|
|
|
|
884457
|
|
|
|
Course |
Rethinking Management Education: Theories, Practices, Interventions
|
Faculty |
We aim to invite a group of chapter authors of the publication The Routledge Companion to Reinventing Management Education (and who will also attend EGOS); already agreed have: Daniel Hjorth; Robin Holt, and Rasmus Johnsen, (all from the Department of Management, Politics and Philosophy, Copenhagen Business School); Jörg Metelmann (University of St. Gallen); Martin Parker (University of Leicester); Martyna Sliwa (University of Essex).
|
Course Coordinator |
Timon Beyes (Department of Management, Politics and Philosophy, CBS) and Chris Steyaert (Research Institute for Organizational Psychology, University of St. Gallen)
|
Prerequisites |
Two-Day Intensive Doctoral Course (4 - 5 July 2017)
in the framework of the 33rd EGOS colloquium on the “Good Organization” in Copenhagen, 6 - 9 July 2017
The PhD course is jointly hosted by the Department of Management, Politics and Philosophy/OMS Doctoral School of Organisation and Management Studies, Copenhagen Business School and the DOK-programme, University of St. Gallen and in conjunction with the European Haniel Program on Entrepreneurship and the Humanities.
○ ○ ○ ○ ○ ○ ○
## SHORT TASK 1
Give the records as a two-column CSV with the columns request and boxes, one row per request, covering everything from the start of the records down to the line containing "[75,231,460,284]", both included. Put each request's text and its answer in a single quoted field, with any line breaks replaced by spaces.
The records that follow bear no relation to the course description.

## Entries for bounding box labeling
○ ○ ○ ○ ○ ○ ○
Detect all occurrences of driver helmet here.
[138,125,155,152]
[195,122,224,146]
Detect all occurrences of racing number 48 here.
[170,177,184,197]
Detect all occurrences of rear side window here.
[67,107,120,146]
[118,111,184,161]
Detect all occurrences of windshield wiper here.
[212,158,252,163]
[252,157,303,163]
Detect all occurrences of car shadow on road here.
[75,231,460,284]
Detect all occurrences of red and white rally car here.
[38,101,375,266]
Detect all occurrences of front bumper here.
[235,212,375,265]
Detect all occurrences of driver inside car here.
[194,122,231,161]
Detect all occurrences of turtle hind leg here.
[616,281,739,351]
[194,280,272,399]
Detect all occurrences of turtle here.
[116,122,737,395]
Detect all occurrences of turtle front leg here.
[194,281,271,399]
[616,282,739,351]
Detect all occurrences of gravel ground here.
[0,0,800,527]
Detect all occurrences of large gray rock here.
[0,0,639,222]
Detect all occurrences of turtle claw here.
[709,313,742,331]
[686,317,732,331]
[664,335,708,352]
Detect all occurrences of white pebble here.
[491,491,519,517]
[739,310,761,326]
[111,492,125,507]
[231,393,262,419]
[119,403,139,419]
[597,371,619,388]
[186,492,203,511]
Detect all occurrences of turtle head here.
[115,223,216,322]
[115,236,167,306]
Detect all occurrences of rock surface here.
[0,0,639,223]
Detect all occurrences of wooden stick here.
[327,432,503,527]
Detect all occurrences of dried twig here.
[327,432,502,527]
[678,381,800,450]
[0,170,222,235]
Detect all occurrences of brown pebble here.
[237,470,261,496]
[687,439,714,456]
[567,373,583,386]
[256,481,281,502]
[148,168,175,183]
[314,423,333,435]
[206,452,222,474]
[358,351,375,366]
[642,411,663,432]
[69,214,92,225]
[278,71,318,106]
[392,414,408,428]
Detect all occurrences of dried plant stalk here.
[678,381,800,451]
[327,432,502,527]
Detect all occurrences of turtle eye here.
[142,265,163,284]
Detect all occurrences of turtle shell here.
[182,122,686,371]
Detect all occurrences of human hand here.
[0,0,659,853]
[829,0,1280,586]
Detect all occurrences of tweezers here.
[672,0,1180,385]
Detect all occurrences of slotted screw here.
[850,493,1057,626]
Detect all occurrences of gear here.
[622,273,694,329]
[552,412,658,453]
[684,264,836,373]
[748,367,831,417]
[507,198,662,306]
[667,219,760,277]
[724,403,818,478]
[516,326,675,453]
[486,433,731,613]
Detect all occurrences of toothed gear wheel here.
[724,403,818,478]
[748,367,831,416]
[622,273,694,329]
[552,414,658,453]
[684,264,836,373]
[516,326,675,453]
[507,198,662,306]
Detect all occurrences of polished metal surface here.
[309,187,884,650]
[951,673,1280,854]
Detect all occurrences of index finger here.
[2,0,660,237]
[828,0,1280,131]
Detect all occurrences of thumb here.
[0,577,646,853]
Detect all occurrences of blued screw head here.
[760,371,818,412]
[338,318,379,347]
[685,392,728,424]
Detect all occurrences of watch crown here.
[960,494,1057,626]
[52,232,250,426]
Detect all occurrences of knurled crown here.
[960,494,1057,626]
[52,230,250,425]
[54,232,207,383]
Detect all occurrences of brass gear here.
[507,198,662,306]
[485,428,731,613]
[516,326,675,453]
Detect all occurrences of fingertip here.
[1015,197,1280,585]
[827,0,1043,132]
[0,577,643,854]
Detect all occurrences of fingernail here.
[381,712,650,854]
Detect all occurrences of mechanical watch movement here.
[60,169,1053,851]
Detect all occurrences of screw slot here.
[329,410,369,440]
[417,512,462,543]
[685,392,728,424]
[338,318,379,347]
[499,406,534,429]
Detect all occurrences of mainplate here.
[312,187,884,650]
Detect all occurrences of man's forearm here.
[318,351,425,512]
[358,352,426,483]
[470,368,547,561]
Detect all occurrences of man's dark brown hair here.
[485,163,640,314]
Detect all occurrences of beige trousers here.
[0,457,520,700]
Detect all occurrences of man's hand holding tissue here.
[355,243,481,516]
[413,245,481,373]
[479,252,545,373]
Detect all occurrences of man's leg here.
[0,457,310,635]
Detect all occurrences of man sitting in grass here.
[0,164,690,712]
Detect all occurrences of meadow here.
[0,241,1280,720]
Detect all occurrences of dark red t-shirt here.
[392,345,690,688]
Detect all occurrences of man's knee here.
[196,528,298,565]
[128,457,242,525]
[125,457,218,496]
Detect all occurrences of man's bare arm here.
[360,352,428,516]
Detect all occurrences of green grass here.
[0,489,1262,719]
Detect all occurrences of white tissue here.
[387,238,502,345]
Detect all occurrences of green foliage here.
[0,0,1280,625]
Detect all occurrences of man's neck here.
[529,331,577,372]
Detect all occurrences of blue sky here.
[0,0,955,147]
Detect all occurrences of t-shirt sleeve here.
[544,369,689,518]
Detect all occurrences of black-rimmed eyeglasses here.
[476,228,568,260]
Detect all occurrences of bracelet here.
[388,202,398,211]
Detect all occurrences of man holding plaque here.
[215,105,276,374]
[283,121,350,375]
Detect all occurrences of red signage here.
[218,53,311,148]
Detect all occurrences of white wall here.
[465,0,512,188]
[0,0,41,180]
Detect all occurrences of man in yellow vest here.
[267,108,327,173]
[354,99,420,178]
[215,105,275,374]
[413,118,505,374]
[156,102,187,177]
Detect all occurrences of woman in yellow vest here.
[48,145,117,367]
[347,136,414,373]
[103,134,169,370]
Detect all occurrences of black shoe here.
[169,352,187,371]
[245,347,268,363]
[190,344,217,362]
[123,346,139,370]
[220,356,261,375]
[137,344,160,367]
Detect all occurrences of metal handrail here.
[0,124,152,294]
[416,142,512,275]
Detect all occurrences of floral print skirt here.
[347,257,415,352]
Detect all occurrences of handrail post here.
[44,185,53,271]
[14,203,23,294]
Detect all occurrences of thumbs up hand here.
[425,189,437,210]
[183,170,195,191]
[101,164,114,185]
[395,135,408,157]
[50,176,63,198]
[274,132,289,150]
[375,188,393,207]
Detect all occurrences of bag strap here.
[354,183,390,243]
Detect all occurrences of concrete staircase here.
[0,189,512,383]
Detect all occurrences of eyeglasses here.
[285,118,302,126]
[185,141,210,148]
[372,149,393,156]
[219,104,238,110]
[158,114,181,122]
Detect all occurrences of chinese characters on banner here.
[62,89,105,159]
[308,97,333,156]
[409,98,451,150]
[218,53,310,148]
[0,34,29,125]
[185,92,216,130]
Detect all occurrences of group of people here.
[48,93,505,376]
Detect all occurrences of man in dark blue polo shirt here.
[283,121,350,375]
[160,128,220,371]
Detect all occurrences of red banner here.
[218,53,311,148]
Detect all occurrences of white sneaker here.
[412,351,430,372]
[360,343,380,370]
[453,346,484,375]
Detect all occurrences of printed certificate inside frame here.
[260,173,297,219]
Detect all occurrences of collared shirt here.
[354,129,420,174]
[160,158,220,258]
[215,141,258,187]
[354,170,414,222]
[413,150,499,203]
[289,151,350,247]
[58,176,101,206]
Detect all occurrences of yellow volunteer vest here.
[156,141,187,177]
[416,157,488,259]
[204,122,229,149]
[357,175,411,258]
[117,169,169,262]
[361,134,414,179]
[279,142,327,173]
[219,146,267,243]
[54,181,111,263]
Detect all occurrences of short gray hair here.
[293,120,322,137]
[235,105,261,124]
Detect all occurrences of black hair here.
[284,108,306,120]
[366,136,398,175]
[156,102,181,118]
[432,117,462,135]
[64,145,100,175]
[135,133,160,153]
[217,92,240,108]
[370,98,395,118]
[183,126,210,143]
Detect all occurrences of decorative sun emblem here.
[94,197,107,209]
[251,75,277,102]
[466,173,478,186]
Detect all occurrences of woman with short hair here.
○ ○ ○ ○ ○ ○ ○
## SHORT TASK 2
Answer these questions from the course description:
(a) On which dates does the two-day intensive doctoral course take place?
(b) Which university is Martin Parker listed with?
(c) In which city is the 33rd EGOS colloquium held?

## FULL ANSWER 1
request,boxes
"Detect all occurrences of driver helmet here.","[138,125,155,152] [195,122,224,146]"
"Detect all occurrences of racing number 48 here.","[170,177,184,197]"
"Detect all occurrences of rear side window here.","[67,107,120,146] [118,111,184,161]"
"Detect all occurrences of windshield wiper here.","[212,158,252,163] [252,157,303,163]"
"Detect all occurrences of car shadow on road here.","[75,231,460,284]"

## FULL ANSWER 2
(a) 4 - 5 July 2017
(b) University of Leicester
(c) Copenhagen